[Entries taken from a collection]
——

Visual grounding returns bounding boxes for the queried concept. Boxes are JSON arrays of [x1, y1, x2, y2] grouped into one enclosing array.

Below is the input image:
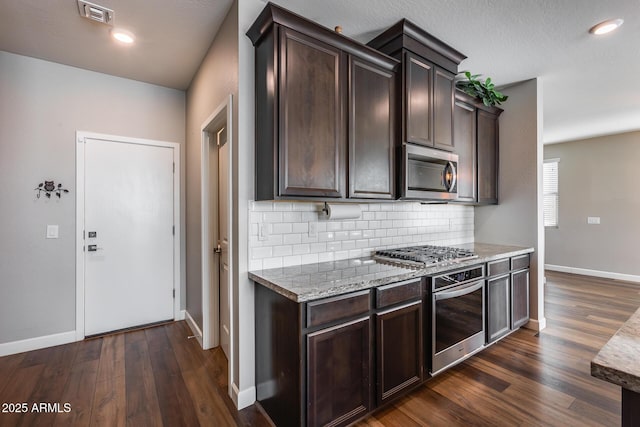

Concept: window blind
[[543, 159, 559, 227]]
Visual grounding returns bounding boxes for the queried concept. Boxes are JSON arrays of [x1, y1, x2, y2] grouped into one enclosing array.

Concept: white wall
[[545, 131, 640, 281], [185, 1, 237, 335], [475, 78, 545, 331], [0, 51, 185, 348]]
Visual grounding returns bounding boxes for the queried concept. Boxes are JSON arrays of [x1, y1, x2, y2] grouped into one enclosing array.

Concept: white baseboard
[[175, 309, 186, 321], [185, 311, 203, 348], [545, 264, 640, 283], [0, 330, 77, 357], [232, 382, 256, 410]]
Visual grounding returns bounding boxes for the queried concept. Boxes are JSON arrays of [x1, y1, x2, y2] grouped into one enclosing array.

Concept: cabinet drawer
[[376, 279, 422, 309], [487, 259, 509, 277], [306, 290, 370, 328], [511, 254, 530, 271]]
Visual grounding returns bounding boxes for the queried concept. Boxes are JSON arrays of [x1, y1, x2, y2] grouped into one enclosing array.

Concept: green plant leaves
[[456, 71, 508, 106]]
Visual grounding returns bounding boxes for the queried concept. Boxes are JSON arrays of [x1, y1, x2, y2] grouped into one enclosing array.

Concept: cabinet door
[[376, 301, 423, 404], [453, 96, 477, 202], [405, 52, 432, 146], [349, 58, 395, 199], [433, 68, 455, 151], [279, 28, 346, 198], [486, 275, 510, 343], [477, 109, 499, 204], [511, 269, 530, 329], [307, 317, 371, 427]]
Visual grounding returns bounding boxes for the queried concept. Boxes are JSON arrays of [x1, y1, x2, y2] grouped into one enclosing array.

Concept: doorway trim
[[75, 131, 181, 340], [200, 95, 234, 361]]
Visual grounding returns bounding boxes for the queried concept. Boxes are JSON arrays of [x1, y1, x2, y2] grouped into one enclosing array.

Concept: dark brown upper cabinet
[[349, 58, 396, 199], [453, 91, 477, 203], [278, 28, 346, 198], [247, 3, 398, 201], [368, 19, 466, 153], [452, 90, 503, 205]]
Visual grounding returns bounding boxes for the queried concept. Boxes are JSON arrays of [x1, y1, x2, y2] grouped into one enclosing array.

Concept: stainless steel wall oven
[[430, 265, 485, 374]]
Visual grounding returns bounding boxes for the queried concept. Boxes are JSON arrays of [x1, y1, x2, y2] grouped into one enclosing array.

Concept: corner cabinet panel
[[433, 68, 455, 151], [405, 52, 432, 146], [477, 109, 499, 204], [376, 301, 423, 404], [349, 58, 396, 199], [307, 317, 371, 427], [279, 28, 346, 198]]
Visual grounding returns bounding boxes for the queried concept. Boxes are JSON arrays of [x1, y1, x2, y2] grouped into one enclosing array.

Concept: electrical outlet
[[587, 216, 601, 225], [258, 223, 269, 241], [309, 222, 318, 238]]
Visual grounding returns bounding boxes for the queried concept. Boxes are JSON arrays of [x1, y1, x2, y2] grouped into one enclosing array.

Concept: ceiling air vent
[[77, 0, 114, 26]]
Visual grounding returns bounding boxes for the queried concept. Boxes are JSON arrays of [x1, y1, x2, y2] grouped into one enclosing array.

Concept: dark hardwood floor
[[1, 271, 639, 426], [0, 321, 271, 427], [356, 271, 640, 427]]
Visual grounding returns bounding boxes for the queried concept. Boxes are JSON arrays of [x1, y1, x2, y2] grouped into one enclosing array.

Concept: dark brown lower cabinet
[[376, 301, 423, 404], [511, 269, 530, 329], [307, 317, 371, 427], [486, 255, 530, 344], [486, 275, 510, 343]]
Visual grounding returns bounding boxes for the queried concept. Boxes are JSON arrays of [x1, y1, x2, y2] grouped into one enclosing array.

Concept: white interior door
[[218, 128, 231, 359], [84, 137, 175, 336]]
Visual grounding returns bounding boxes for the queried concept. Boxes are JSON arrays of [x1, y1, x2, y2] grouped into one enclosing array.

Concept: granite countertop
[[591, 307, 640, 393], [249, 242, 534, 302]]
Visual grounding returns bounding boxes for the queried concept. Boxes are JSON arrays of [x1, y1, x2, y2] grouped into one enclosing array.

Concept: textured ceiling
[[269, 0, 640, 144], [0, 0, 233, 90], [0, 0, 637, 143]]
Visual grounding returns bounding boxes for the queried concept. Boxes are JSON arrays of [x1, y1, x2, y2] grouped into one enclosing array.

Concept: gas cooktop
[[374, 244, 477, 268]]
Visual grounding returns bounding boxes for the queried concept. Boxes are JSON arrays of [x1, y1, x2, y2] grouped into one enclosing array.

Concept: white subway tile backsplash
[[263, 212, 283, 223], [248, 201, 474, 270], [334, 231, 349, 241], [263, 257, 283, 269], [292, 222, 308, 233], [273, 245, 293, 257], [293, 244, 310, 255], [283, 212, 302, 222], [272, 223, 292, 234], [251, 246, 272, 259], [283, 234, 302, 245], [283, 255, 302, 267]]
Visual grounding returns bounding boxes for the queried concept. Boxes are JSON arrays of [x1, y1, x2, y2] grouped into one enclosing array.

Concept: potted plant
[[455, 71, 508, 107]]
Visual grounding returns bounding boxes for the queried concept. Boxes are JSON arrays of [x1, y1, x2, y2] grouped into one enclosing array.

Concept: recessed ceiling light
[[589, 19, 624, 35], [111, 28, 135, 44]]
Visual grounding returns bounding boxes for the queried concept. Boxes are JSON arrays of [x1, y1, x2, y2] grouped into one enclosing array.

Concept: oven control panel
[[433, 265, 484, 290]]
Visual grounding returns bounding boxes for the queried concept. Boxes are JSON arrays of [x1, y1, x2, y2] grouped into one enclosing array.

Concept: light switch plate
[[587, 216, 601, 225], [46, 225, 59, 239]]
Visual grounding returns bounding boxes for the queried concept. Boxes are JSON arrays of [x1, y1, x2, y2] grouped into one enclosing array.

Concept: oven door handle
[[435, 281, 483, 301]]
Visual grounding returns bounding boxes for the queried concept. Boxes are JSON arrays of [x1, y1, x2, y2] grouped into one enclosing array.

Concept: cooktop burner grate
[[374, 244, 477, 267]]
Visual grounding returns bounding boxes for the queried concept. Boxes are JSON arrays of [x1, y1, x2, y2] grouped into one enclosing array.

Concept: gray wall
[[545, 131, 640, 277], [475, 78, 546, 330], [185, 2, 238, 331], [0, 51, 185, 344]]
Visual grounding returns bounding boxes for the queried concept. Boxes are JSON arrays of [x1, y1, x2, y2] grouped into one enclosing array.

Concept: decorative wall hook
[[35, 181, 69, 199]]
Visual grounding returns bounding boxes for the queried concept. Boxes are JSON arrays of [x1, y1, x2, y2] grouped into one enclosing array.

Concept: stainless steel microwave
[[400, 144, 458, 200]]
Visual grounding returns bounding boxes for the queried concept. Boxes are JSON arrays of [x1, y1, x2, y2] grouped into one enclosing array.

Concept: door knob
[[214, 244, 222, 254]]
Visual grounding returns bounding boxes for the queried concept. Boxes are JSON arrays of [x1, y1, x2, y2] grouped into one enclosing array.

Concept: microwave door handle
[[445, 161, 457, 192]]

——

All of the entries above should be retyped exactly, with the pictures left out.

Visual grounding returns bounding boxes for the queried concept. Boxes are JSON arrays of [x1, y1, x2, y2] grouped into one enclosing array.

Below is the input image:

Concept: window blind
[[543, 159, 559, 227]]
Visual grounding returns bounding boxes for the queried concept. Boxes are JSON arrays of [x1, y1, x2, y2] grouped into one enclosing array.

Concept: white wall
[[545, 131, 640, 281], [185, 1, 237, 335], [475, 78, 545, 331], [0, 51, 185, 348]]
Visual grounding returns bounding boxes for the queried concept. Boxes are JSON arrays of [x1, y1, x2, y2] grouped into one enclosing array.

Concept: white baseboard
[[175, 309, 186, 321], [185, 311, 203, 348], [545, 264, 640, 283], [0, 330, 77, 357], [232, 382, 256, 410]]
Visual grounding returns bounding boxes for the queried concept. Boxes are JSON arrays of [x1, y1, x2, y2] grouped into one enclosing array.

Concept: cabinet drawer
[[376, 279, 422, 309], [487, 259, 509, 277], [306, 290, 370, 328], [511, 254, 530, 271]]
Visual grounding returns bounding boxes for the queried concept. Boxes are JSON arrays of [x1, y1, x2, y2] grouped into one enclosing array.

Concept: green plant leaves
[[456, 71, 508, 106]]
Visual grounding returns bounding boxes for the queried concept. Boxes are JSON arrays of [x1, y1, x2, y2] grouped into one enclosing array.

Concept: cabinet door
[[376, 301, 423, 404], [453, 96, 477, 202], [405, 52, 432, 146], [349, 58, 395, 199], [433, 68, 455, 151], [279, 28, 346, 198], [486, 275, 510, 343], [477, 109, 499, 204], [511, 269, 530, 329], [307, 317, 371, 427]]
Visual grounding returns bounding boxes for the queried concept. Boxes are JSON arrays of [x1, y1, x2, y2] grouped into one enclosing array.

Concept: doorway trim
[[75, 131, 181, 340], [200, 95, 234, 361]]
Visual grounding returns bounding boxes for the queried concept. Boxes are JSON arrays of [x1, y1, x2, y2] grouped into one enclosing array.

Concept: dark brown upper cabinet
[[349, 58, 396, 199], [453, 91, 477, 203], [278, 28, 346, 198], [247, 3, 398, 201], [368, 19, 466, 153], [452, 90, 503, 205]]
Visual grounding returns bounding boxes for the queried concept. Boxes are JSON arrays of [x1, y1, x2, y2] grouped into one enclosing array.

Concept: stainless steel wall oven
[[430, 265, 485, 374]]
Visual grounding returns bounding boxes for the queried concept. Boxes are JSON arrays of [x1, y1, x2, y2] grouped into one enclosing array.

Concept: corner cabinet panel
[[433, 68, 455, 151], [405, 52, 432, 146], [477, 109, 499, 204], [376, 301, 423, 404], [349, 58, 396, 199], [307, 317, 371, 427], [279, 28, 346, 198]]
Visual grounding returns bounding boxes for the queried concept. Boxes are JSON arrays of [x1, y1, x2, y2] grouped into one enclosing array.

Concept: electrical outlet
[[587, 216, 601, 225], [258, 223, 269, 241], [309, 222, 318, 238]]
Visual grounding returns bounding boxes for the queried concept. Boxes are JSON arrays of [x1, y1, x2, y2] grouped into one enclosing array.

Concept: ceiling air vent
[[77, 0, 114, 26]]
Visual grounding returns bounding boxes for the queried concept. Boxes are JSON arrays of [x1, y1, x2, y2] grouped into one enclosing array.

Concept: dark hardwood floor
[[1, 271, 639, 426], [0, 321, 271, 427], [356, 271, 640, 427]]
Visual grounding returns bounding boxes for the queried concept. Boxes are JSON arrays of [x1, y1, x2, y2] grouped into one enclosing array.

Concept: dark brown lower cabinet
[[376, 301, 423, 404], [511, 269, 530, 329], [307, 317, 371, 427], [486, 255, 530, 344], [486, 275, 510, 343]]
Visual grounding returns bounding boxes for the queried concept. Boxes are JSON arrays of [x1, y1, x2, y2] grouped into one enclosing array.

Concept: white interior door
[[218, 128, 231, 359], [84, 137, 175, 336]]
Visual grounding returns bounding boxes for the queried concept. Boxes are JSON arrays of [x1, y1, x2, y2] grouped into one enclosing array.

Concept: granite countertop
[[591, 307, 640, 393], [249, 242, 534, 302]]
Visual grounding returns bounding boxes for the queried concept. Boxes are JSON arrays of [x1, y1, x2, y2] grouped into one enclosing array.

Concept: textured ceiling
[[269, 0, 640, 144], [0, 0, 233, 90], [0, 0, 637, 143]]
Visual grounding returns bounding boxes for the queried concept. Boxes are JSON arrays of [x1, y1, x2, y2] grouped into one enclosing array.

Concept: gas cooktop
[[374, 244, 477, 268]]
Visual grounding returns bounding boxes for the queried concept. Boxes are JSON arrays of [x1, y1, x2, y2] grouped into one enclosing array.

Concept: white subway tile backsplash
[[263, 212, 283, 223], [248, 201, 474, 270], [334, 231, 349, 241], [263, 257, 283, 269], [292, 222, 308, 233], [273, 245, 293, 257], [293, 244, 310, 255], [283, 212, 302, 222], [272, 223, 292, 234], [251, 246, 272, 259], [283, 234, 302, 245], [283, 255, 302, 267]]
Visual grounding returns bounding boxes for the queried concept. Boxes are JSON arrays of [x1, y1, x2, y2] grouped into one enclosing array.

Concept: potted plant
[[455, 71, 508, 107]]
Visual grounding returns bounding boxes for the queried concept. Boxes are JSON arrays of [x1, y1, x2, y2] grouped into one enclosing array.

Concept: recessed ceiling light
[[589, 19, 624, 35], [111, 28, 135, 44]]
Visual grounding returns bounding boxes for the queried concept. Boxes are JSON arrays of [x1, y1, x2, y2] grouped into one enclosing array.

Concept: oven control panel
[[433, 265, 484, 290]]
Visual grounding returns bounding boxes for the queried concept. Boxes are JSON arrays of [x1, y1, x2, y2] grouped into one enclosing array.

Concept: light switch plate
[[587, 216, 601, 225], [46, 225, 59, 239]]
Visual grounding returns bounding boxes for the queried concept. Boxes are JSON arrays of [x1, y1, x2, y2] grouped into one enclosing array.

Concept: oven door handle
[[435, 281, 483, 301]]
Visual grounding returns bounding boxes for the queried concept. Boxes are JSON arrays of [x1, y1, x2, y2] grouped into one enclosing array.

Concept: cooktop burner grate
[[374, 244, 477, 267]]
Visual grounding returns bounding boxes for the queried concept. Boxes are JSON arrays of [x1, y1, x2, y2] grouped into one enclosing array.

Concept: gray wall
[[545, 131, 640, 277], [475, 78, 546, 330], [185, 2, 238, 331], [0, 51, 185, 344]]
Visual grounding returns bounding boxes for the queried concept. Boxes are JSON arrays of [x1, y1, x2, y2] grouped into one enclosing array.

Concept: decorative wall hook
[[35, 181, 69, 199]]
Visual grounding returns bounding boxes for the queried concept. Boxes are JSON arrays of [x1, y1, x2, y2] grouped into one enclosing array.

Concept: stainless steel microwave
[[400, 144, 458, 200]]
Visual grounding returns bounding boxes for the queried concept. Boxes are JSON arrays of [x1, y1, x2, y2] grouped into one enclosing array.

Concept: door knob
[[214, 244, 222, 254]]
Visual grounding returns bounding boxes for the queried concept. Boxes are JSON arrays of [x1, y1, x2, y2] grouped into one enclosing array.

Concept: microwave door handle
[[445, 161, 457, 192]]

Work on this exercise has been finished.